About this exercise – The records below are to be output exactly, except for their pictures.

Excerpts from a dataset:
•••
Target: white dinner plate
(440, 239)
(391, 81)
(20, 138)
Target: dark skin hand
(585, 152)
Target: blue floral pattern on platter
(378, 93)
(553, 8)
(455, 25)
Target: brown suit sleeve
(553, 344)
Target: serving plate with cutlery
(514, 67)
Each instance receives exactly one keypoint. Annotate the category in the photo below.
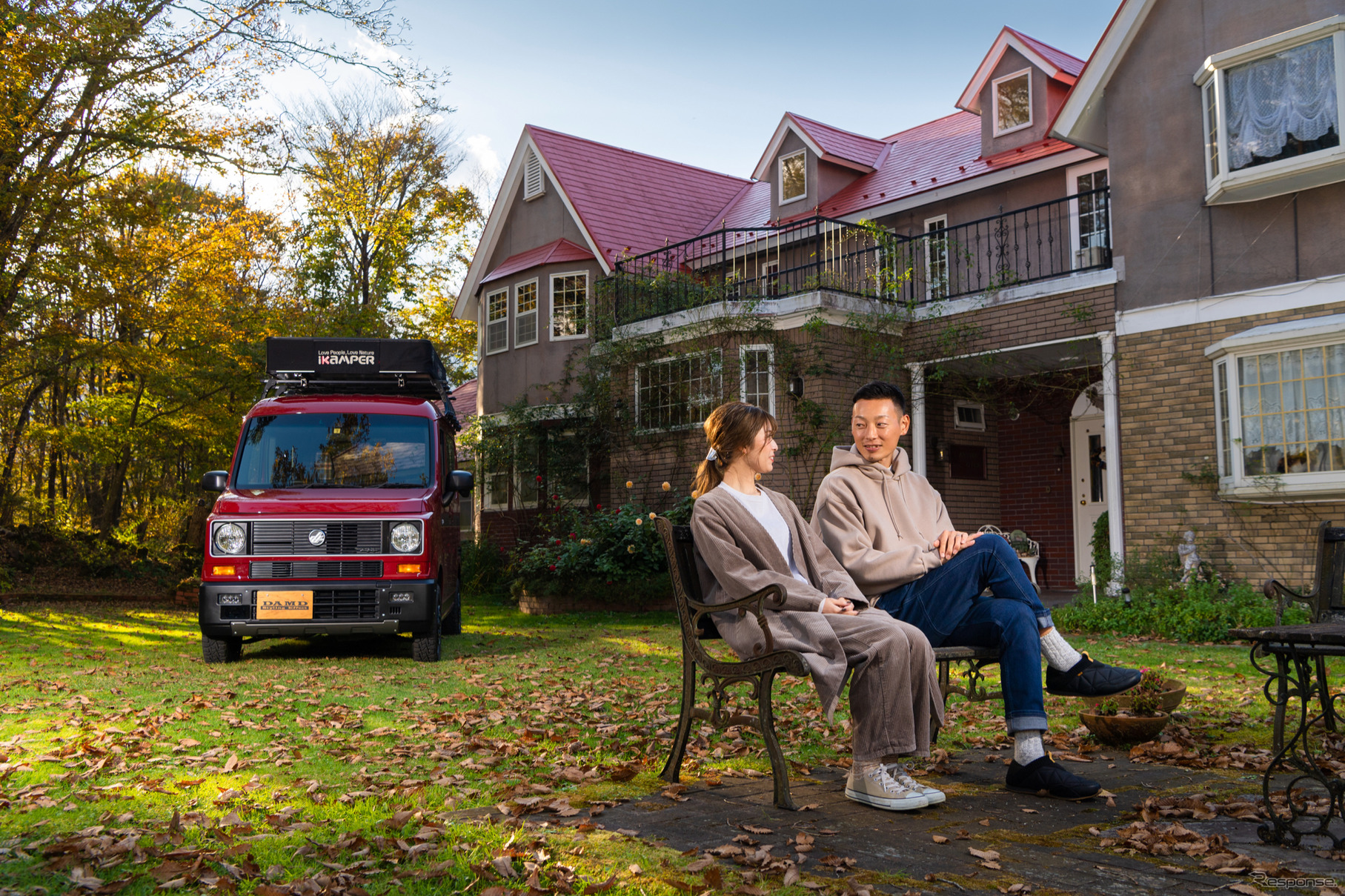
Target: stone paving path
(1043, 843)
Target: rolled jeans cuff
(1026, 721)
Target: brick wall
(1168, 429)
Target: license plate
(284, 604)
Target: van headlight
(230, 539)
(407, 539)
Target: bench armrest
(1278, 591)
(756, 602)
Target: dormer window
(534, 183)
(794, 176)
(1013, 102)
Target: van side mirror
(216, 480)
(460, 480)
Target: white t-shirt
(766, 513)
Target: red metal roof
(552, 252)
(1066, 62)
(630, 202)
(843, 145)
(927, 158)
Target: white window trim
(929, 242)
(1286, 175)
(780, 171)
(663, 361)
(743, 374)
(994, 104)
(537, 285)
(1072, 173)
(533, 166)
(957, 422)
(486, 313)
(1275, 488)
(551, 305)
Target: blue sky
(706, 82)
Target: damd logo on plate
(342, 356)
(284, 604)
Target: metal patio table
(1298, 676)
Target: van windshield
(335, 451)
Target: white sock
(1057, 651)
(1026, 747)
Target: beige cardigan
(880, 524)
(737, 557)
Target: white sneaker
(931, 794)
(880, 790)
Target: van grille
(272, 537)
(318, 569)
(346, 603)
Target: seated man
(892, 533)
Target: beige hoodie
(880, 524)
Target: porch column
(1112, 442)
(917, 437)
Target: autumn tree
(382, 221)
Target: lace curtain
(1290, 93)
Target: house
(1044, 269)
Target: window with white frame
(525, 313)
(569, 305)
(756, 381)
(497, 322)
(1272, 113)
(1279, 404)
(794, 176)
(534, 181)
(678, 393)
(937, 257)
(1012, 97)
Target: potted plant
(1137, 723)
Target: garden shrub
(1196, 612)
(611, 552)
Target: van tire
(221, 650)
(425, 648)
(454, 625)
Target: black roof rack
(319, 366)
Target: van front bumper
(341, 607)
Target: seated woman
(748, 539)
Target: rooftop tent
(408, 368)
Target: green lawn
(342, 766)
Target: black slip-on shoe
(1048, 775)
(1091, 678)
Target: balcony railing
(1025, 245)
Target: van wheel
(454, 625)
(221, 650)
(425, 648)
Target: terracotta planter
(1169, 700)
(1123, 729)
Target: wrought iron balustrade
(1025, 245)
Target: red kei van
(339, 514)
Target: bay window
(1272, 113)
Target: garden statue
(1189, 559)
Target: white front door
(1089, 468)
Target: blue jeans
(946, 604)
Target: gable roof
(828, 143)
(1083, 117)
(931, 156)
(553, 252)
(1057, 65)
(630, 202)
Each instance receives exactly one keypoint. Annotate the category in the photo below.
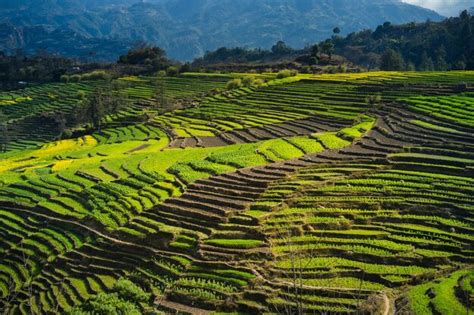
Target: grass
(353, 225)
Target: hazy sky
(444, 7)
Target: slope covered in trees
(187, 30)
(348, 193)
(422, 46)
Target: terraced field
(304, 195)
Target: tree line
(428, 46)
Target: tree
(280, 48)
(4, 138)
(441, 64)
(160, 93)
(328, 48)
(392, 61)
(126, 298)
(426, 63)
(315, 51)
(234, 84)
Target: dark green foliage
(3, 132)
(102, 102)
(186, 29)
(425, 46)
(38, 69)
(125, 299)
(392, 60)
(144, 54)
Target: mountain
(428, 46)
(186, 29)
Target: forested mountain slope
(188, 30)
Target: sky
(444, 7)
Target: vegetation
(424, 46)
(288, 194)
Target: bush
(126, 298)
(258, 82)
(75, 78)
(172, 71)
(95, 76)
(248, 81)
(106, 304)
(234, 84)
(286, 74)
(129, 291)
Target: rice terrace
(298, 193)
(236, 157)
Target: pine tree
(392, 61)
(426, 63)
(4, 138)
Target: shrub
(234, 84)
(172, 71)
(129, 291)
(258, 82)
(286, 74)
(75, 78)
(248, 81)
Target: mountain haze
(186, 29)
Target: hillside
(339, 194)
(187, 31)
(427, 46)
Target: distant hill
(187, 29)
(424, 46)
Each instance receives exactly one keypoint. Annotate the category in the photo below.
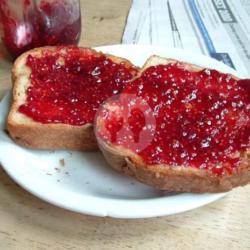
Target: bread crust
(166, 177)
(29, 133)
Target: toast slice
(56, 92)
(189, 142)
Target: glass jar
(26, 24)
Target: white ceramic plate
(86, 184)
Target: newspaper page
(217, 28)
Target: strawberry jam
(201, 119)
(69, 84)
(27, 24)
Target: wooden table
(29, 223)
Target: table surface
(29, 223)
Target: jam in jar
(26, 24)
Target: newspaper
(217, 28)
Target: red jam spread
(69, 84)
(49, 22)
(201, 119)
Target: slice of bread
(176, 178)
(31, 133)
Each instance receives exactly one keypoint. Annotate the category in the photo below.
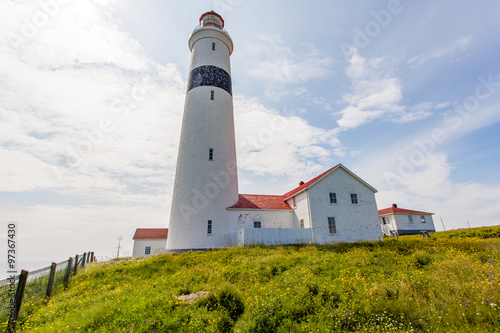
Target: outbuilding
(149, 241)
(399, 221)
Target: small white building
(336, 206)
(399, 221)
(149, 241)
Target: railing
(198, 27)
(391, 233)
(36, 285)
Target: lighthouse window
(354, 198)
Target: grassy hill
(445, 284)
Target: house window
(354, 198)
(331, 225)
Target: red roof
(151, 233)
(303, 186)
(395, 210)
(257, 201)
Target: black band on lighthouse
(210, 76)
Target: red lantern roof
(211, 18)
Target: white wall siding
(353, 222)
(301, 210)
(240, 219)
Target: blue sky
(404, 93)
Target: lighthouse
(206, 181)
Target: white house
(336, 206)
(399, 221)
(149, 241)
(207, 211)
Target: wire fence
(36, 286)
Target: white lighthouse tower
(206, 181)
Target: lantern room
(211, 19)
•••
Problem solution –
Target: white dinner plate
(440, 239)
(391, 81)
(20, 138)
Target: dark skin hand
(585, 152)
Target: blue floral pattern on platter
(378, 93)
(553, 8)
(455, 25)
Target: brown suit sleeve
(553, 344)
Target: serving plate with cutlery
(514, 67)
Each instance receives exactly one keypoint. Annotate the category in the photo below.
Target: stone paving path
(1043, 843)
Target: rolled jeans cuff
(1026, 721)
Target: brick wall
(1168, 429)
Target: license plate
(284, 604)
Target: van headlight
(230, 539)
(407, 539)
Target: bench armrest
(1278, 591)
(756, 602)
Target: dormer window
(534, 183)
(794, 176)
(1013, 102)
Target: van side mirror
(216, 480)
(460, 480)
Target: white t-shirt
(766, 513)
Target: red metal roof
(552, 252)
(1066, 62)
(630, 202)
(843, 145)
(927, 158)
Target: white window trim
(929, 242)
(1286, 175)
(780, 171)
(663, 361)
(743, 374)
(994, 104)
(537, 285)
(1072, 173)
(533, 166)
(957, 422)
(486, 313)
(1275, 488)
(551, 305)
Target: blue sky
(706, 82)
Target: damd logo on plate
(342, 356)
(284, 604)
Target: metal patio table
(1298, 676)
Target: van windshield
(335, 451)
Target: white sock
(1057, 651)
(1026, 747)
Target: beige cardigan
(880, 524)
(737, 557)
Target: white sneaker
(931, 794)
(880, 790)
Target: van grille
(272, 537)
(318, 569)
(346, 603)
Target: seated man
(892, 533)
Target: beige hoodie
(880, 524)
Target: porch column
(1112, 442)
(917, 437)
Target: autumn tree
(382, 221)
Target: lace curtain
(1290, 93)
Target: house
(1044, 269)
Target: window with white frame
(525, 313)
(569, 305)
(756, 381)
(497, 322)
(1272, 113)
(1279, 404)
(794, 176)
(534, 181)
(678, 393)
(937, 257)
(1012, 97)
Target: potted plant
(1137, 723)
Target: garden shrub
(1196, 612)
(611, 552)
Target: van tire
(221, 650)
(425, 648)
(454, 625)
Target: black roof rack
(319, 366)
Target: van front bumper
(341, 607)
Target: seated woman
(748, 539)
Target: rooftop tent
(408, 368)
Target: green lawn
(342, 766)
Target: black slip-on shoe
(1048, 775)
(1091, 678)
Target: balcony railing
(1025, 245)
Target: van wheel
(454, 625)
(221, 650)
(425, 648)
Target: terracotta planter
(1169, 700)
(1123, 729)
Target: wrought iron balustrade
(1025, 245)
Target: red kei van
(339, 514)
Target: bay window
(1272, 113)
Target: garden statue
(1189, 559)
Target: white front door
(1089, 468)
Target: blue jeans
(946, 604)
Target: gable roof
(828, 143)
(1083, 117)
(931, 156)
(553, 252)
(1057, 65)
(630, 202)
Each instance receives exactly one keypoint. Annotate the category in the photo below.
Target: grass
(353, 225)
Target: hazy sky
(444, 7)
Target: slope covered in trees
(187, 30)
(348, 193)
(422, 46)
Target: terraced field
(304, 195)
Target: tree line
(428, 46)
Target: tree
(280, 48)
(4, 138)
(441, 64)
(160, 93)
(328, 48)
(392, 61)
(126, 298)
(426, 63)
(315, 51)
(234, 84)
Target: dark green foliage
(3, 132)
(102, 102)
(186, 29)
(425, 46)
(38, 69)
(125, 299)
(392, 60)
(144, 54)
Target: mountain
(428, 46)
(186, 29)
Target: forested mountain slope
(188, 30)
Target: sky
(444, 7)
Target: vegetation
(424, 46)
(288, 194)
Target: bush
(126, 298)
(258, 82)
(75, 78)
(172, 71)
(95, 76)
(248, 81)
(106, 304)
(234, 84)
(286, 74)
(129, 291)
Target: rice terrace
(298, 193)
(236, 157)
Target: pine tree
(392, 61)
(426, 63)
(4, 138)
Target: shrub
(234, 84)
(172, 71)
(129, 291)
(258, 82)
(286, 74)
(75, 78)
(248, 81)
Target: mountain haze
(186, 29)
Target: hillside
(339, 194)
(187, 31)
(427, 46)
Target: distant hill
(187, 29)
(424, 46)
Each instance receives exactly one keypoint. Annotate the category in the photo below.
Target: bread crust
(166, 177)
(29, 133)
Target: toast slice
(56, 92)
(189, 142)
Target: glass jar
(26, 24)
Target: white ceramic plate
(86, 184)
Target: newspaper page
(217, 28)
Target: strawberry jam
(201, 119)
(69, 84)
(27, 24)
Target: wooden table
(29, 223)
Target: table surface
(29, 223)
Target: jam in jar
(26, 24)
Target: newspaper
(217, 28)
Target: red jam spread
(69, 84)
(49, 22)
(201, 119)
Target: slice of bread
(176, 178)
(31, 133)
Each instance receives exactly one keypoint. Annotate the category in the photo below.
Target: outbuilding
(149, 241)
(399, 221)
Target: small white building
(336, 206)
(399, 221)
(149, 241)
Target: railing
(198, 27)
(391, 233)
(36, 285)
Target: lighthouse window
(354, 198)
Target: grassy hill
(445, 284)
Target: house window
(354, 198)
(331, 225)
Target: red roof
(151, 233)
(303, 186)
(395, 210)
(257, 201)
Target: black band on lighthouse
(210, 76)
Target: red lantern roof
(211, 18)
Target: white wall siding
(353, 222)
(301, 210)
(240, 219)
Target: blue sky
(404, 93)
Target: lighthouse
(206, 181)
Target: white house
(336, 206)
(399, 221)
(149, 241)
(207, 211)
Target: wire fence
(36, 286)
Target: white lighthouse tower
(206, 181)
Target: lantern room
(211, 19)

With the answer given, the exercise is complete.